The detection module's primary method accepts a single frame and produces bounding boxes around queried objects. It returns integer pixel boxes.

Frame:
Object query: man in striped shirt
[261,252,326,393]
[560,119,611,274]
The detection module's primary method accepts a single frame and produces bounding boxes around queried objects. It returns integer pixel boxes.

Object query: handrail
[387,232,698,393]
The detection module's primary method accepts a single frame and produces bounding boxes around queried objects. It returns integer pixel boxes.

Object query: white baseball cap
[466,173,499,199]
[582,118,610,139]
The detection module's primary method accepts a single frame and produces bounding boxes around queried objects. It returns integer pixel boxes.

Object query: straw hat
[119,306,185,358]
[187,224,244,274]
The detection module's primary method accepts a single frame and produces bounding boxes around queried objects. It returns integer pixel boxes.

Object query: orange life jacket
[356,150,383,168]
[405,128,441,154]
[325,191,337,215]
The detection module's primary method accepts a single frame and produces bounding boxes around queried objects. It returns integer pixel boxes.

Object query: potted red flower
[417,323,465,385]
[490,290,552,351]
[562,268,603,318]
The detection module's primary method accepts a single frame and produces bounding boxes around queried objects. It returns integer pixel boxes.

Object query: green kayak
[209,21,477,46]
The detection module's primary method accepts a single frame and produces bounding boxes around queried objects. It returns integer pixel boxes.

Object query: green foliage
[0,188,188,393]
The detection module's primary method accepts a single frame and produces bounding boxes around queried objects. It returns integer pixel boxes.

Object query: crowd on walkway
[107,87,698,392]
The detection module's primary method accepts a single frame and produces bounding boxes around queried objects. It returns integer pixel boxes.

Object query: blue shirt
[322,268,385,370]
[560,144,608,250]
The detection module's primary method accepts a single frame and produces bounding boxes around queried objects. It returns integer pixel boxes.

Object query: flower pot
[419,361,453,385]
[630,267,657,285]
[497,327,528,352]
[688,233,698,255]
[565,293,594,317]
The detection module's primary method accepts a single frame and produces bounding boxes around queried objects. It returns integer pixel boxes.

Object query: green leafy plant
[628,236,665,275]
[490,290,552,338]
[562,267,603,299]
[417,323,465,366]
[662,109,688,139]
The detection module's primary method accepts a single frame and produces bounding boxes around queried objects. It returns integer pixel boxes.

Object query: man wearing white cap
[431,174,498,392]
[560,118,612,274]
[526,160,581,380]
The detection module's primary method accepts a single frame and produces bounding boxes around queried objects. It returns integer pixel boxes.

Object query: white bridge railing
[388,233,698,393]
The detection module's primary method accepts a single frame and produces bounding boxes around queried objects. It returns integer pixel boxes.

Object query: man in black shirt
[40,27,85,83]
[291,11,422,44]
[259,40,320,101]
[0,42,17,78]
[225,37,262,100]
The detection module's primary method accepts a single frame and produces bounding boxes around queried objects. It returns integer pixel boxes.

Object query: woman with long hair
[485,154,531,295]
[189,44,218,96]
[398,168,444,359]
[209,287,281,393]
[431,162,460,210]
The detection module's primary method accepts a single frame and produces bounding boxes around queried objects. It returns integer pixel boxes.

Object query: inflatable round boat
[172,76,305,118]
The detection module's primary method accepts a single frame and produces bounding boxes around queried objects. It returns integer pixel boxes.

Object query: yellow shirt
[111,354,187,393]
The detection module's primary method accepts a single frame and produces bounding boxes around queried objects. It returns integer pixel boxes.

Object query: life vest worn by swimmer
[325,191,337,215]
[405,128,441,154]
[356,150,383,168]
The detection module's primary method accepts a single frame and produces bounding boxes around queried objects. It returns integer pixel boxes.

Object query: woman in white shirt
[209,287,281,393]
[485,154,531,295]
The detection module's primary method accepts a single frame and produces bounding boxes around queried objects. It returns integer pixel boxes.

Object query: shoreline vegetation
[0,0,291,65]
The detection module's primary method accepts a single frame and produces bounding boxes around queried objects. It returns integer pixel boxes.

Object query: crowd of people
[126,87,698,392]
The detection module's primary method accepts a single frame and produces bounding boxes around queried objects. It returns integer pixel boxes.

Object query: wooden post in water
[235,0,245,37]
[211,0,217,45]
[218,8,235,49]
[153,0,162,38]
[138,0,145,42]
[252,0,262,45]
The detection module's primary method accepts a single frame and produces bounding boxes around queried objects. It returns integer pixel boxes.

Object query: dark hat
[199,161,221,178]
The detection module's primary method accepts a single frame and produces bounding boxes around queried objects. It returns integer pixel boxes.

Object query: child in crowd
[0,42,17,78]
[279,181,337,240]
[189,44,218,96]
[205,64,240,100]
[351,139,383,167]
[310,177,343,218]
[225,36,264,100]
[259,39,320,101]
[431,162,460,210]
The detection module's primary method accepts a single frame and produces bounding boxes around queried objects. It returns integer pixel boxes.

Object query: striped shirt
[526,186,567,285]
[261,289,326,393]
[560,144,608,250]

··········

Render all of the data above as a two-column CSV with the header row input,output. Give one row for each input text and its answer, with each value in a single quoted field and every line break replaced by a space.

> [Response]:
input,output
"The detection module's primary method accepts a single frame and produces bounding boxes around queried objects. It returns integer pixel boxes. Frame: Object query: man in striped shirt","[261,252,326,393] [560,119,611,274]"
"The detection module's primary method accepts a single frame and produces bounding boxes around queried objects. It returns integer pixel boxes. Object query: handrail","[387,232,698,393]"
"The detection module's primary method accepts a single frame and produces bounding boxes around queried objects. It returns integer pixel boxes. Object query: white baseball cap","[466,173,499,199] [582,118,610,139]"
"The detection module's primary method accepts a single frame and produces bounding boxes around queried objects. It returns integer pixel boxes. Object query: straw hat","[119,306,185,358] [187,224,244,274]"
"The detection module's primary method accepts a single frame and produces bounding boxes around queried objects. It returns integer pixel boxes. Object query: orange life jacket","[356,150,383,168] [405,128,441,154] [325,191,337,215]"
"The detection module's primary method accepts a single frame and produces bounding boxes around queried objects. It returns integer pixel boxes. Object query: potted red flower","[417,323,465,385] [490,290,552,351] [562,268,603,318]"
"The detection module's primary method accepts a single frame and produces bounding boxes around queried objects. It returns integer pixel boxes. Object query: green kayak","[209,21,477,46]"
"The detection module's primary method accepts a single frame and produces bounding boxes around queried objects. It returns integer pixel boxes. Object query: green foliage","[0,188,188,393]"
"The detection module's primary method accepts a single frame and produces bounding boxes around queried objects. It returns integer pixel boxes. Object query: crowd on walkway","[107,87,698,392]"
"The detection module's primary method accepts a single frame and produces bounding boxes around queried objects. It returns integer pixel boxes. Object query: blue shirt","[322,268,385,370] [560,144,608,250]"
"The detection module's primary method accepts a single frame and produces bounding boxes around queried objects. It returns integer pixel boxes. Object query: flower pot","[419,361,453,385] [630,267,657,285] [497,327,528,352] [688,233,698,255] [565,293,594,317]"
"The detection module's primary method accepts a single frame and produces bounding boxes around queried objects. It returns integer pixel boxes. Object query: green leafy plant","[628,236,665,275] [490,290,552,338] [562,267,603,299] [417,323,465,366] [662,109,688,139]"
"The detection module's primary method accepts a single frame and produces bounding boxes around queried objects. It returns integer pixel boxes. Object query: man wearing white cap","[431,174,498,392] [560,118,612,274] [526,160,581,380]"
"The detection module's primary method accepts a single frame and produces bounding boxes around queried objects. It returns integer pixel boxes. Object query: white bridge railing","[388,233,698,393]"
"The detection module's primary method accepts a single frame and produces bounding boxes around queried objects. It returns integer pixel boxes. Object query: man in black shirt","[40,27,85,83] [291,11,422,44] [259,40,320,101] [0,42,17,78] [225,37,262,100]"
"The detection module's primary method accepts a single frame and produces bounding boxes around queried objects. It returns integer pixel boxes. Object query: woman with long hair","[485,154,531,295] [189,44,218,96] [398,168,444,359] [209,287,281,393] [431,162,460,210]"
"The detection module's primary method accepts a single frame and produces bounding boxes around queried objects. It returns integer pixel boxes. Object query: inflatable round boat","[172,76,305,118]"
"The detection module's primary method accepts a single frame and produces bounding boxes around queried objects. It returns integer pixel boxes. Object query: yellow shirt","[111,354,187,393]"
"The detection module's primary method accepts a single frame and produces bounding boxes around queried objects. It returns integer pixel boxes. Object query: life vest worn by swimmer","[325,191,337,215] [405,128,441,154] [356,150,383,168]"
"The detection module's primary method accepts a single frame and produces bounding boxes around queried objects. It returns integer pixel boxes. Object query: woman in white shirt","[209,287,281,393] [485,154,531,295]"
"The detection module's primary method accepts a single frame and produces bounding boxes around queried objects. It returns integer pixel boxes. Object query: shoreline vegetation","[0,0,291,65]"
"The detection module's primary method accepts a single frame and produces bounding boxes around queried objects. It returns integer pixel boxes. Object query: crowd of people","[126,87,698,392]"
"The detection module's primary method accepts a single frame and produces bounding boxes around queried objects. It returns integer pixel boxes. Object query: wooden post in water","[235,0,245,37] [211,0,217,45] [218,8,235,49] [153,0,162,38] [138,0,145,42] [252,0,262,45]"
"The detection module's primary method accepts a single frame and produces bounding boxes around queried objects. It returns integer pixel boxes. Object query: dark hat","[199,161,221,178]"
"The detection module's primary method accepts a single frame and produces bounding boxes around queried objects. It returns integer pixel boxes. Object query: child in crowd","[0,42,17,78] [279,181,337,240] [189,44,218,96] [205,64,240,100] [351,139,383,167] [310,177,343,218] [225,36,264,100] [259,39,320,101] [431,162,460,210]"
"The detection module's primary method accepts a single frame and produces bounding boxes around queried objects. It returns integer pixel boxes. Object query: striped shirt","[526,186,567,285] [261,289,326,393] [560,144,608,250]"